■ **Text passage**
THIS piece at Deadline says that Fox has set Shawn Levy (the two NIGHT AT THE MUSEUM films, DATE NIGHT, the forthcoming REAL STEEL) to direct their 3D remake of Richard Fleischer's FANTASTIC VOYAGE (available HERE).
Many directors (like Jonathan Mostow and Paul Greengrass) have circled the CGI-intensive project over the last few years. Levy's involvement seems a surprising choice at first glance, but makes a bit of sense given his existing experience with effects heavy projects, and that he's actively moving away from "comedy" fare with projects like REAL STEEL.
The original adventure starred Stephen Boyd, Edmond O'Brien, Donald Pleasence, the ultra-smokin' Raquel Welch ...
...and looked something like this:
The picture was also the impetus for this 1968 cartoon...
Interestingly, Isaac Asimov authored the novelization of the original film, which is available HERE.
Nordling submitted the same story at the same time. Here are his thoughts as well...
Nordling here.
Shawn Levy at first glance doesn't have the track record that would indicate that he could handle a remake like FANTASTIC VOYAGE, although he has REAL STEEL coming later this spring. That film seems to indicate that Levy wants to break out from the family comedies he's best known for like NIGHT AT THE MUSEUM and CHEAPER BY THE DOZEN. But when he has James Cameron backing him up as a producer, as reported by Deadline, someone somewhere has the confidence that he can pull it off.

■ **Supplied records**

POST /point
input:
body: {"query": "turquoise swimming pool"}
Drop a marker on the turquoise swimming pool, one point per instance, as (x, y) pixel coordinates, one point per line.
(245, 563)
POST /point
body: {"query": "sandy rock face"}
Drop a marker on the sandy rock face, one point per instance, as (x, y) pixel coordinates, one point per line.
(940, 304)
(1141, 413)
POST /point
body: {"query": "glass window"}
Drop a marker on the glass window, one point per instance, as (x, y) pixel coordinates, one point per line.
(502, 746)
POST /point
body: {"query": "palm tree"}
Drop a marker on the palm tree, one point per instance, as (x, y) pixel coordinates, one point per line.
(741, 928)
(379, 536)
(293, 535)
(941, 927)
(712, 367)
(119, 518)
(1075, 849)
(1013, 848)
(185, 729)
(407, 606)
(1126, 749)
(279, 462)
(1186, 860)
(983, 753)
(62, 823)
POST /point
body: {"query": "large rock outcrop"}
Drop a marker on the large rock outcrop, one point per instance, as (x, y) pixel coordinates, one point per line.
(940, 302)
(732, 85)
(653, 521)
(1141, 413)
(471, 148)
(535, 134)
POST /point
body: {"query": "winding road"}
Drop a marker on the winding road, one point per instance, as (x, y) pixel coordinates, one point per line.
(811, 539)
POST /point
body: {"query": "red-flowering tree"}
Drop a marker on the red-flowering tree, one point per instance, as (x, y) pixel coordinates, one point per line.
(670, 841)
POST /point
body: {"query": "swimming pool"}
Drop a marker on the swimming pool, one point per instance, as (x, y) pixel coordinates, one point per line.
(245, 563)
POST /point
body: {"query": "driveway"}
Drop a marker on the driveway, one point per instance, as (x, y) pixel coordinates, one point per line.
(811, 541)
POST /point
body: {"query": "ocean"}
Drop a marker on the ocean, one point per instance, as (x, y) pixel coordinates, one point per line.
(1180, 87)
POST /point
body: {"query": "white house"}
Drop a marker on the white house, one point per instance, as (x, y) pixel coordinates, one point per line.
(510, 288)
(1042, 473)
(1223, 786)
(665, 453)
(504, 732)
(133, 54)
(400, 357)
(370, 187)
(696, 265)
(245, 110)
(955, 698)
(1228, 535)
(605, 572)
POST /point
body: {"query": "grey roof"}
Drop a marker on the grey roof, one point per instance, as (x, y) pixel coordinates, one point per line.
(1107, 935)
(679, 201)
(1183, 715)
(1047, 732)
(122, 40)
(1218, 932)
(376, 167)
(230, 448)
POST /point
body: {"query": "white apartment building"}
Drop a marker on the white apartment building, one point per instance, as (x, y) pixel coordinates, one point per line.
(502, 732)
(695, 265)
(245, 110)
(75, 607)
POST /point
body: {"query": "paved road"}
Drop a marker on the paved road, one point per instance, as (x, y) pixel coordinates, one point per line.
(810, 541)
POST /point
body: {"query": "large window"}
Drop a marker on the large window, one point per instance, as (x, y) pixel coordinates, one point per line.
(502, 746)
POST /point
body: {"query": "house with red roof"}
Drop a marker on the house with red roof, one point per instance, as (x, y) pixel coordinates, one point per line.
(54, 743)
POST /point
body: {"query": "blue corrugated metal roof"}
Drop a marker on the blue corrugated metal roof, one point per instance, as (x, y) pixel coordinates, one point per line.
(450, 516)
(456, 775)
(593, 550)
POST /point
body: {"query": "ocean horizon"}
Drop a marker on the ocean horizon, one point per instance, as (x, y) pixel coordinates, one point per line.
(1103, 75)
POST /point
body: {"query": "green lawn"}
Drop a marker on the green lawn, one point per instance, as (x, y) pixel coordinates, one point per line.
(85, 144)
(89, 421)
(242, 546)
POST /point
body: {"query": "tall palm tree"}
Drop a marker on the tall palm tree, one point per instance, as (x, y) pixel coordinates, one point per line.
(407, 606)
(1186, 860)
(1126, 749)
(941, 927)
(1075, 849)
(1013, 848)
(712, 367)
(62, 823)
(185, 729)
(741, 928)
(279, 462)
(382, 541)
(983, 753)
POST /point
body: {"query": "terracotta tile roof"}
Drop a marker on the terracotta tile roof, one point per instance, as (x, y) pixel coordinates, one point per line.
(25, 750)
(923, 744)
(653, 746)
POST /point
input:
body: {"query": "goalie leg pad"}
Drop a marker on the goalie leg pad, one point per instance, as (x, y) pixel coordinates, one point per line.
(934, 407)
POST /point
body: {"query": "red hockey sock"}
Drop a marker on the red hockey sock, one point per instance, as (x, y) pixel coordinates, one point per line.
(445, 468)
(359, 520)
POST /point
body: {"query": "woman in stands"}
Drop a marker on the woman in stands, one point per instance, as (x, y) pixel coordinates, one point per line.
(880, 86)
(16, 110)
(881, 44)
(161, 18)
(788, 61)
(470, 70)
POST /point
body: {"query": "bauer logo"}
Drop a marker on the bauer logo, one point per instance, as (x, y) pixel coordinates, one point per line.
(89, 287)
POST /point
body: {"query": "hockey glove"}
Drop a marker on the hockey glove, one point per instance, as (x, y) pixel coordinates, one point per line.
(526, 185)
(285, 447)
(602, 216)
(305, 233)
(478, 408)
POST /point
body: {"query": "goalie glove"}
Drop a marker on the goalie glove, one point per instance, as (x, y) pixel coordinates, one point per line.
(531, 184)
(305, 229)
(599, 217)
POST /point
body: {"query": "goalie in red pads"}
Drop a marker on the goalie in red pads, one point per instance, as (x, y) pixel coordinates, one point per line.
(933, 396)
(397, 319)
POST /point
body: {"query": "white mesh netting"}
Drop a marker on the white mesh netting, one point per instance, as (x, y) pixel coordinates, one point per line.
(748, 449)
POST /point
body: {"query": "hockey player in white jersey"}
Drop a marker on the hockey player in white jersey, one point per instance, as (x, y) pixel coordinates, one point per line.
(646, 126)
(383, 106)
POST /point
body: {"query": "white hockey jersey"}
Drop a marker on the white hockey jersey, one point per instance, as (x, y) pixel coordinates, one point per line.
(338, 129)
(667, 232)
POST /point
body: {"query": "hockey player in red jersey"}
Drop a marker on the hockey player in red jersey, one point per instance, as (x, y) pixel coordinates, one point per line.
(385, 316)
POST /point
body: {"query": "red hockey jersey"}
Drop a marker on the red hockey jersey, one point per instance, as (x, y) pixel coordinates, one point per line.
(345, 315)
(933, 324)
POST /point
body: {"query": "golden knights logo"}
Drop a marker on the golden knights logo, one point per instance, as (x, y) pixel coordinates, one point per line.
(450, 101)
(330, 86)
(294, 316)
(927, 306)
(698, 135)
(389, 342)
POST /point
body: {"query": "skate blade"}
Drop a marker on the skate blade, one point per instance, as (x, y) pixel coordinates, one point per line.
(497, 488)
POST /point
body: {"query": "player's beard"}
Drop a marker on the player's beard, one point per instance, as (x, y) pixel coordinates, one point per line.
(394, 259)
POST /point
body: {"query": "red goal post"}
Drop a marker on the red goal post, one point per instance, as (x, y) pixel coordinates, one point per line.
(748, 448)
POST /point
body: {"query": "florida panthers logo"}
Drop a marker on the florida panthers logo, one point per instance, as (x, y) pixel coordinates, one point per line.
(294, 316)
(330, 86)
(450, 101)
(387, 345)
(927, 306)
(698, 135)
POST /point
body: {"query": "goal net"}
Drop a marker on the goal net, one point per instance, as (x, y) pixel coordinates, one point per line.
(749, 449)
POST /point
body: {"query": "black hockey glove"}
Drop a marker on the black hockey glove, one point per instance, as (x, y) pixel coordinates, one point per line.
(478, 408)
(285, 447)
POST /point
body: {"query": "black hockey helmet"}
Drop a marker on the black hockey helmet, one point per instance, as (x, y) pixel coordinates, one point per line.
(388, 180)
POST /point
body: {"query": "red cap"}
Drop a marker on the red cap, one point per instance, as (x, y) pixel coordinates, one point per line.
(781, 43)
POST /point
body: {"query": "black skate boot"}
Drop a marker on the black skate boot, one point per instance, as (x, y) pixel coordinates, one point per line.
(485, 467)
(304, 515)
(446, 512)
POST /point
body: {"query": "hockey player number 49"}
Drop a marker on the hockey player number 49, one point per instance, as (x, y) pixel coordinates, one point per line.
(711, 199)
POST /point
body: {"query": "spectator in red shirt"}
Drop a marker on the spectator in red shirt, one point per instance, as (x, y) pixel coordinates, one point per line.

■ **Requirement**
Reproduce the post about the Fantastic Voyage remake between "Many directors (like" and "Raquel Welch ...", inclusive, with "surprising choice" replaced by "unexpected choice".

■ **Final answer**
Many directors (like Jonathan Mostow and Paul Greengrass) have circled the CGI-intensive project over the last few years. Levy's involvement seems a unexpected choice at first glance, but makes a bit of sense given his existing experience with effects heavy projects, and that he's actively moving away from "comedy" fare with projects like REAL STEEL.
The original adventure starred Stephen Boyd, Edmond O'Brien, Donald Pleasence, the ultra-smokin' Raquel Welch ...